▶ Given instruction 1
In the text on golf ball flight laws, which two factors affect a shot's direction?

▶ Text extract
>>>>>
Importance Of Understanding Ball Flight Laws

Importance Of Understanding Ball Flight Laws

In order to play consistent golf, we must understand the concept of ball flight and the principles behind it. The flight of the golf ball is one of the best instructors in the world, yet few students properly understand what the ball is teaching them. If you learn to understand ball flight laws, your golf ball will become the ally in improving your game.These laws are fairly straight forward. Two factors effect a shot’s direction: Clubface angle and clubhead path. Three factors affect distance: The clubheads’ approach (Angle of attack), point of contact on the clubface (sweet spot), and the clubhead speed. Now let’s look at these in detail:CLUBFACE ANGLE: Where the clubface points at impact, indicates the direction in which the ball will curve during flight – hence where it will land. Clubface angle can also influence the shot’s starting direction in extreme cases. The lie angle of your golf club will also affect the clubface angle at impact if it is not fitted correctly.CLUBHEAD PATH: The path of the clubhead in conjunction with the clubface angle – influences the shot’s initial starting direction. The faster the clubhead is travelling, the more influence path has on the initial direction.
<<<<<
▶ Records for this task
>>>>>
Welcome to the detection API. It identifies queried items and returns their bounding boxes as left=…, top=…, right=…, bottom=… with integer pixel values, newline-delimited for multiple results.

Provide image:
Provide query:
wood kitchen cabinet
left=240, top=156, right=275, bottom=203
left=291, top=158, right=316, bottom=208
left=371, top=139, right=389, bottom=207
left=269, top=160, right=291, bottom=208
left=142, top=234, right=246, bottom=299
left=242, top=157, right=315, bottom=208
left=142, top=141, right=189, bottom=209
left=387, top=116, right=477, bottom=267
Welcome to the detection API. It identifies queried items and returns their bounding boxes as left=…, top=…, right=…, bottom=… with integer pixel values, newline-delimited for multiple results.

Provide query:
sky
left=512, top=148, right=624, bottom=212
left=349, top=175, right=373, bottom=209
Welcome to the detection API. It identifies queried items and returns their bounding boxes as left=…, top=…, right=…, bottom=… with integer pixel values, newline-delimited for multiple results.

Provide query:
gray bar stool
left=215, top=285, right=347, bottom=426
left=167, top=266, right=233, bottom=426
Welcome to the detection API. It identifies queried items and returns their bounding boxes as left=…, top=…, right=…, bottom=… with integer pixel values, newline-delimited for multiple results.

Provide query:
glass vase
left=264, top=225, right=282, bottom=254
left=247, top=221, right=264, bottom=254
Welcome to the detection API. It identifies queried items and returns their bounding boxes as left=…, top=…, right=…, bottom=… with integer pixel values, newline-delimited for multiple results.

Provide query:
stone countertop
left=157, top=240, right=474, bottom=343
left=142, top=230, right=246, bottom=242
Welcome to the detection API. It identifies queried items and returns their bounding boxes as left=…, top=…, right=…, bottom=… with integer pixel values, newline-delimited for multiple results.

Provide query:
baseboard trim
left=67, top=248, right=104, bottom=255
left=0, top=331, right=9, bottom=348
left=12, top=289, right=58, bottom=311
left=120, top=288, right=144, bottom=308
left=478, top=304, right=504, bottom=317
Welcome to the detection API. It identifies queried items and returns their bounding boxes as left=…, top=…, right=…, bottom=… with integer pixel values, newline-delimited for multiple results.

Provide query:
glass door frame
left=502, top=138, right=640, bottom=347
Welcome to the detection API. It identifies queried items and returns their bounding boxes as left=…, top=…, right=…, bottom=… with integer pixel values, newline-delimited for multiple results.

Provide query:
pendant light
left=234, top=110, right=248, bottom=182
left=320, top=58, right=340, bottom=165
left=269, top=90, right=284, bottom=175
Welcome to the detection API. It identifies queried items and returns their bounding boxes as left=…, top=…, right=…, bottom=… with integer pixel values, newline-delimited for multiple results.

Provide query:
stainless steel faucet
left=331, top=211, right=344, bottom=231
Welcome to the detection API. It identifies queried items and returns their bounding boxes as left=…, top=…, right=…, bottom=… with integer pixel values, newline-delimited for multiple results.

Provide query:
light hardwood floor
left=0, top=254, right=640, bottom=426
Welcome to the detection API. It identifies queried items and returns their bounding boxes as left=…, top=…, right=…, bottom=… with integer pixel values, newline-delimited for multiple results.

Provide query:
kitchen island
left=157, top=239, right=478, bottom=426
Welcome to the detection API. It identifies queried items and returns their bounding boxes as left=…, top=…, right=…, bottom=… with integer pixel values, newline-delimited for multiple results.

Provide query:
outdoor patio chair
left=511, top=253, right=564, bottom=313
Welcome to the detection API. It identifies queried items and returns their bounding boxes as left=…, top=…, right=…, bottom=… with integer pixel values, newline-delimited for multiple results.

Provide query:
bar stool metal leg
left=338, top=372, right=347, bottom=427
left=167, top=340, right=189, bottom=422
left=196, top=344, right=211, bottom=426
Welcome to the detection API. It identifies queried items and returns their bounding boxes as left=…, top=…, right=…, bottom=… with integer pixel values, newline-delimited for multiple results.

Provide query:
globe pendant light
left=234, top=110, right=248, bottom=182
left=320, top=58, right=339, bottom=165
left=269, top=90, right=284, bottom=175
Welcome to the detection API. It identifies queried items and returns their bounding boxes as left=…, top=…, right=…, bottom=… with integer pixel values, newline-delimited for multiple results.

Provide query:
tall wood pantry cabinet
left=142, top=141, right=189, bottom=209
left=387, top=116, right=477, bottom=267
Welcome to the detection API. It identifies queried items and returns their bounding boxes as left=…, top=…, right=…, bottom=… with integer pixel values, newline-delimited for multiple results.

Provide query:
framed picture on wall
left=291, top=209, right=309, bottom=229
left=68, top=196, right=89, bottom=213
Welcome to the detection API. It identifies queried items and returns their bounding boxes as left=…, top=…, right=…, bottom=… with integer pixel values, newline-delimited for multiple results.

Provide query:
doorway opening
<<<<<
▶ Given instruction 2
How many lines in the rows contain the string "kitchen"? Reply with the number alone.

▶ Task answer 1
Clubface angle and clubhead path.

▶ Task answer 2
2